TASK TO COMPLETE
Return all the data below as it stands, minus the pictures.

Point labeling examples
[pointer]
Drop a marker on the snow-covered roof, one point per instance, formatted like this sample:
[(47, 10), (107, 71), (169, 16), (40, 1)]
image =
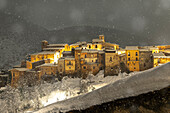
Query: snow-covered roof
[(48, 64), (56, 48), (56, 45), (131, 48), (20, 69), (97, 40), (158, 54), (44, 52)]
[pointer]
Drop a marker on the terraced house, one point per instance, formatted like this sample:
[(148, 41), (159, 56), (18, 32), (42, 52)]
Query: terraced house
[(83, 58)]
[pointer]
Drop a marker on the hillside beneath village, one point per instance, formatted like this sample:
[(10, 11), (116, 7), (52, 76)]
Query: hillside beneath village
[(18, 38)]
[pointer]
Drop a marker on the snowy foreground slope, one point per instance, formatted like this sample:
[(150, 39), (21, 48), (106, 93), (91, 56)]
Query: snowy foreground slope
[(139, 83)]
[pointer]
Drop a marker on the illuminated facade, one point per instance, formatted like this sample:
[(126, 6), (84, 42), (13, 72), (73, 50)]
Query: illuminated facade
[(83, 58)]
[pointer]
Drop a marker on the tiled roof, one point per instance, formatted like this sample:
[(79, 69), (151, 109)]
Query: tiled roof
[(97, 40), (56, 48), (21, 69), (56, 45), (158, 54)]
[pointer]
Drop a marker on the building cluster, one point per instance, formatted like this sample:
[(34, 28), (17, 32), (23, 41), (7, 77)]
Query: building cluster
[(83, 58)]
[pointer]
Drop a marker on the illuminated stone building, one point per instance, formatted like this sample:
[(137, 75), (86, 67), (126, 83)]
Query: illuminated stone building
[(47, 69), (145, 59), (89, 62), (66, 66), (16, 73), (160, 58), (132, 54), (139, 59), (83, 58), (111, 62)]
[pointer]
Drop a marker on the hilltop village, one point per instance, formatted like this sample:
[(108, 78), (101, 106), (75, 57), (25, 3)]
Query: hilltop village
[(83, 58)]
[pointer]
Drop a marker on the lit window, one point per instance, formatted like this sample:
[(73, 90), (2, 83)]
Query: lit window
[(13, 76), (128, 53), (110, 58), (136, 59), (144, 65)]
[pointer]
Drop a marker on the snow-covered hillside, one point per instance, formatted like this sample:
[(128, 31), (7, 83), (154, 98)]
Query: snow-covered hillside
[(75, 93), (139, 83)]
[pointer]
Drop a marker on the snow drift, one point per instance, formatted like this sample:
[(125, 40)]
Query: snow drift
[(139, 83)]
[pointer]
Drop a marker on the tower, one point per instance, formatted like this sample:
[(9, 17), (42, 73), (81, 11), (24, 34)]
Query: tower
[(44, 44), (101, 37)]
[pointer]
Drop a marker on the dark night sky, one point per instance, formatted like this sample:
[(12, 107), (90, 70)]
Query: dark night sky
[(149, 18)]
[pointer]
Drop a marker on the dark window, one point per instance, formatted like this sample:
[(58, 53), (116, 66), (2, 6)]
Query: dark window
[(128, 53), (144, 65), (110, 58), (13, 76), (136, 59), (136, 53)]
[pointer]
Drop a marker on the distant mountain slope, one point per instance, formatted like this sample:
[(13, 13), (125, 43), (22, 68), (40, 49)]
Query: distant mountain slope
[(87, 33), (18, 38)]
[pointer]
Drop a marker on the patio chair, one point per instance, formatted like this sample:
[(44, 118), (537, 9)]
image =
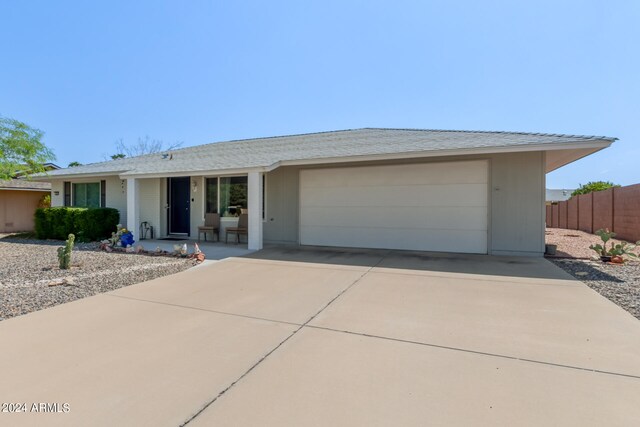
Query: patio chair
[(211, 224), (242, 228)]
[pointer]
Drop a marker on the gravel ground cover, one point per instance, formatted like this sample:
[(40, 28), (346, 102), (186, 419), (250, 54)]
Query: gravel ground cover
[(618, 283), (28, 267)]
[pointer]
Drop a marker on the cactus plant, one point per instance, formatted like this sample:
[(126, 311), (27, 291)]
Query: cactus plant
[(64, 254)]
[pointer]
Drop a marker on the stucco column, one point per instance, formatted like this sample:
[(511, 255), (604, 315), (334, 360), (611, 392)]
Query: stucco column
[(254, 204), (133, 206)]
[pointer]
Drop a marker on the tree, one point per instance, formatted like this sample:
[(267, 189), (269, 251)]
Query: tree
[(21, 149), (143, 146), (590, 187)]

TASK RESULT
[pointer]
Drop a marker on the snow-covered roof, one point per instance, formatted like this sample:
[(47, 10), (107, 71), (169, 16), (40, 1)]
image =
Query: snow-covered roof
[(48, 64), (56, 48), (56, 45), (131, 48), (20, 69), (97, 40), (158, 54), (44, 52)]
[pointer]
Drop a marker on the terraced house, one point per instance, formatted like this sample:
[(148, 41), (159, 56), (18, 32), (42, 52)]
Query: terraced house
[(83, 58)]
[pointer]
Drop a marker on the hillside beneath village, one point per instance, formatted like this sample:
[(10, 11), (116, 7), (52, 76)]
Query: hillside beneath village
[(18, 38)]
[pointer]
Drop a marker on the snowy foreground slope, one point per instance, formatted like this sample:
[(150, 39), (21, 48), (106, 93), (91, 56)]
Query: snowy foreground slope
[(139, 83)]
[pointer]
Drop a marker on the illuminated facade, one point per instance, formatted like this sample:
[(126, 6), (84, 42), (13, 72), (73, 50)]
Query: illuminated facade
[(83, 58)]
[pointer]
Drop a marker on the tiled roof, one point per instance, formatted like this sample:
[(79, 69), (151, 109)]
Query: tiled roof
[(97, 40), (56, 48), (21, 69), (56, 45), (158, 54)]
[pointer]
Drop a marker on the building cluster, one point per instance, formatted like this sample:
[(34, 28), (17, 32), (23, 41), (7, 77)]
Query: building cluster
[(83, 58)]
[pointer]
Drop a marker on the illuminated stone building, one point per instance, formatted like this sample:
[(137, 75), (86, 67), (126, 83)]
Query: illuminated stone building
[(47, 69), (145, 59), (89, 62), (66, 66), (16, 73), (160, 58), (132, 54), (139, 59), (83, 58), (111, 62)]
[pointer]
Drop a marker on the hilltop village, one point per instance, formatted like this sample:
[(108, 78), (101, 106), (75, 57), (25, 3)]
Query: hilltop village
[(83, 58)]
[pointer]
Drop a marker on the lit window, one point per instance, formatted like this sample:
[(73, 90), (2, 83)]
Query: lit window
[(13, 76), (128, 53), (110, 58), (136, 59), (144, 65)]
[pointer]
Drop a marker on the snow-covered hillside, one point per instance, formatted like this sample:
[(128, 31), (7, 83), (154, 98)]
Query: snow-covered hillside
[(75, 93), (139, 83)]
[pointer]
Drop a marker on the snow drift, one point per instance, formatted like this sample:
[(125, 40)]
Query: snow drift
[(139, 83)]
[pointer]
Drop a marker on the tower, one point per instance, formatted like this sample:
[(9, 17), (42, 73), (81, 11), (24, 34)]
Query: tower
[(44, 44), (101, 37)]
[pointer]
Drop a marker on the dark night sky, one point per instance, formatted like this sample:
[(12, 107), (90, 70)]
Query: dark night sky
[(149, 18)]
[pointer]
Drop a marker on the dark window, one point per instance, formatted like this sample:
[(58, 53), (116, 66), (2, 6)]
Query: dark window
[(128, 53), (144, 65), (110, 58), (13, 76), (136, 59), (136, 53)]
[pointer]
Drop a marker on the distant mountain slope, one point per instance, formatted like this sample:
[(13, 13), (125, 43), (22, 68), (40, 49)]
Query: distant mountain slope
[(87, 33), (18, 38)]
[pointer]
Drop a marker on the patio chair, one point per instance, formatted like this sample:
[(44, 118), (537, 9)]
image =
Query: patio chair
[(211, 224), (242, 228)]
[pointer]
Drop a marker on the gravel ground cover, one point per instance, formatted like this sample:
[(40, 28), (346, 102), (186, 419), (250, 54)]
Query: gravel ground cover
[(618, 283), (28, 267)]
[pointer]
Drop a marker on the cactus plant, one point per instance, formatted like this sample:
[(126, 311), (27, 291)]
Query: cactus plant
[(64, 254)]
[pointer]
Drop a marker on the stucco column, one point per instance, formatted like this sample:
[(511, 255), (604, 315), (334, 360), (611, 392)]
Query: stucco column
[(254, 204), (133, 206)]
[pointer]
Drop a marker on the tree, one point per instance, formatted like this sample:
[(267, 189), (269, 251)]
Query: tree
[(21, 149), (143, 146), (590, 187)]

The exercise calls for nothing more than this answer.